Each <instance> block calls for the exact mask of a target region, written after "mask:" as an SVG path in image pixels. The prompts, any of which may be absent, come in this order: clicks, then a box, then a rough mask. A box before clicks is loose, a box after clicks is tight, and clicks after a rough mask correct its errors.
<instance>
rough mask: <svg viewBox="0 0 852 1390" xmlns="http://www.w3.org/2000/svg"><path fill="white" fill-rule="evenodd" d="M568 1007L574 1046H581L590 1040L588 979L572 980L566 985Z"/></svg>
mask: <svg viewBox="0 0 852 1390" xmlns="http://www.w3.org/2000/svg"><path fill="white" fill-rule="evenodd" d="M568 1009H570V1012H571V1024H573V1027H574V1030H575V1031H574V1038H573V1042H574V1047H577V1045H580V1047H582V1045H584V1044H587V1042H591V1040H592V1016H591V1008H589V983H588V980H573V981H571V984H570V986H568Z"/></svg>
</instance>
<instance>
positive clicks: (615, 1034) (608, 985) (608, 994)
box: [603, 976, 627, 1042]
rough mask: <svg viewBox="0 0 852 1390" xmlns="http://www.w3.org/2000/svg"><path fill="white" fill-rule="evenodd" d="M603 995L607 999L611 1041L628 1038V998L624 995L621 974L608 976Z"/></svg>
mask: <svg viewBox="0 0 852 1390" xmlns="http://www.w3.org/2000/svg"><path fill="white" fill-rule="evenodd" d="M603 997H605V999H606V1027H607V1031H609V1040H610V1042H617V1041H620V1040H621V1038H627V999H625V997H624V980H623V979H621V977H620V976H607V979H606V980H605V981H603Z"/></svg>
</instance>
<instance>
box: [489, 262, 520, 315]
┄┄┄┄┄┄┄┄┄┄┄┄┄┄┄┄┄┄┄┄
Word for word, give the material above a second time.

### Exercise output
Each <instance> block calls for the exact mask of a target region, written after "mask:" as an SVG path in image pixels. The prompts, any of which may be absent, come in this order: clicks, then a box, then a rough mask. A box before clicks is loose, a box after clicks is tight, and clicks after a rough mask correct its errors.
<instance>
rough mask: <svg viewBox="0 0 852 1390" xmlns="http://www.w3.org/2000/svg"><path fill="white" fill-rule="evenodd" d="M568 1007L574 1046H581L590 1040L588 979L572 980L566 985Z"/></svg>
mask: <svg viewBox="0 0 852 1390" xmlns="http://www.w3.org/2000/svg"><path fill="white" fill-rule="evenodd" d="M568 1009H570V1012H571V1024H573V1027H574V1030H575V1031H574V1038H573V1042H574V1047H577V1045H580V1047H582V1045H584V1044H587V1042H591V1040H592V1016H591V1008H589V983H588V980H573V981H571V984H570V986H568Z"/></svg>
</instance>
<instance>
positive clicks: (615, 1034) (608, 985) (608, 994)
box: [603, 976, 627, 1042]
rough mask: <svg viewBox="0 0 852 1390" xmlns="http://www.w3.org/2000/svg"><path fill="white" fill-rule="evenodd" d="M603 995L607 999L611 1041L628 1038V998L624 995L621 974L608 976Z"/></svg>
mask: <svg viewBox="0 0 852 1390" xmlns="http://www.w3.org/2000/svg"><path fill="white" fill-rule="evenodd" d="M603 997H605V999H606V1027H607V1031H609V1040H610V1042H617V1041H620V1040H621V1038H627V999H625V997H624V980H623V979H621V977H620V976H607V979H606V980H605V981H603Z"/></svg>
</instance>
<instance>
box: [489, 262, 520, 315]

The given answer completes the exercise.